> [Problem]: Write the data out again in full, with no departure from the original.

## START Supplied records

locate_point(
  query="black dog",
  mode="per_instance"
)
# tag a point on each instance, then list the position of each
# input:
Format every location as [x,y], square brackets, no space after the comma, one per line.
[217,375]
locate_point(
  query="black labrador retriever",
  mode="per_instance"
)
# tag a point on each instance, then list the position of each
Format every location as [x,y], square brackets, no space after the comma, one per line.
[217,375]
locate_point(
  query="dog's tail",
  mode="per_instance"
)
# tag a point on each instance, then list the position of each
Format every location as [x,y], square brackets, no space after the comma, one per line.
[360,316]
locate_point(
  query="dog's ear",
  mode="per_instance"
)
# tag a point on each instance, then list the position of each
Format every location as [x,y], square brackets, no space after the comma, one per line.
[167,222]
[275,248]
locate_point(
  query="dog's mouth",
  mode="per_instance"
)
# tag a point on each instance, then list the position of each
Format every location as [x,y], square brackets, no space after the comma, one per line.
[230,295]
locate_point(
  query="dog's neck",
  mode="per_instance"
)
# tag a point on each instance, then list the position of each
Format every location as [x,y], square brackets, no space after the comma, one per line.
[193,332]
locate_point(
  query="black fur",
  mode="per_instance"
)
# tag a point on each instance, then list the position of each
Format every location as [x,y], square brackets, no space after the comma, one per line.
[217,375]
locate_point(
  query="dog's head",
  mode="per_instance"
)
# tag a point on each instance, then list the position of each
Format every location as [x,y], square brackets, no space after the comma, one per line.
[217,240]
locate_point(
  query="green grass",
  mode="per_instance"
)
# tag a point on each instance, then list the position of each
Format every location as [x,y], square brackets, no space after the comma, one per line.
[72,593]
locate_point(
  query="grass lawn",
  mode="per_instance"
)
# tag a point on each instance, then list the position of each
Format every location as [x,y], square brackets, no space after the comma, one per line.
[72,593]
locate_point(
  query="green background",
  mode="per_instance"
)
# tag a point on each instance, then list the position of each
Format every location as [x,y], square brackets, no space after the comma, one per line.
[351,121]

## END Supplied records

> [Result of the exercise]:
locate_point(
  query="black dog",
  mode="per_instance"
)
# tag a point on each instance, then list the position of each
# input:
Format every location as [x,y], square brackets, no space after the comma, one per line.
[217,375]
locate_point(
  query="black labrador retriever",
  mode="per_instance"
)
# tag a point on each instance, then list the position of each
Format every location as [x,y], square brackets, no space after the comma, one per line.
[217,375]
locate_point(
  query="dog's tail",
  mode="per_instance"
)
# tag a point on each instance, then list the position of each
Format every location as [x,y], square brackets, no space after the comma, one per line.
[360,316]
locate_point(
  query="dog's ear",
  mode="per_instance"
)
# tag a point on each instance, then list the position of each
Format every location as [x,y], square brackets, no space after the comma, one per line.
[167,222]
[275,248]
locate_point(
  query="dog's mouth",
  mode="per_instance"
)
# tag a point on each instance, then list the position of each
Format every location as [x,y], square brackets, no space after the comma, one per line.
[230,295]
locate_point(
  query="dog's neck",
  mode="per_instance"
)
# tag a point on each instance, then list the position of each
Format every location as [x,y], square brackets, no space after the comma, one per line.
[193,332]
locate_point(
  query="black fur",
  mode="per_instance"
)
# tag a point on each instance, then list the position of each
Format every location as [x,y], square brackets, no space after the comma, one per line.
[217,375]
locate_point(
  query="dog's head",
  mode="per_instance"
)
# tag a point on each instance, then list the position of each
Format every location as [x,y], square brackets, no space after the comma, one per line.
[217,240]
locate_point(
  query="green grass",
  mode="per_instance"
)
# tag a point on each instance, then list the position of each
Format every location as [x,y], square brackets, no space after the comma, one per line.
[72,593]
locate_point(
  query="grass lawn",
  mode="per_instance"
)
# tag a point on each instance, then list the position of each
Format every location as [x,y], square brackets, no space after the comma, one per line.
[72,593]
locate_point(
  query="green background",
  mode="per_instance"
)
# tag a point on each instance, then list the position of each
Format every location as [x,y], square brackets, no space after the comma, one per line.
[351,121]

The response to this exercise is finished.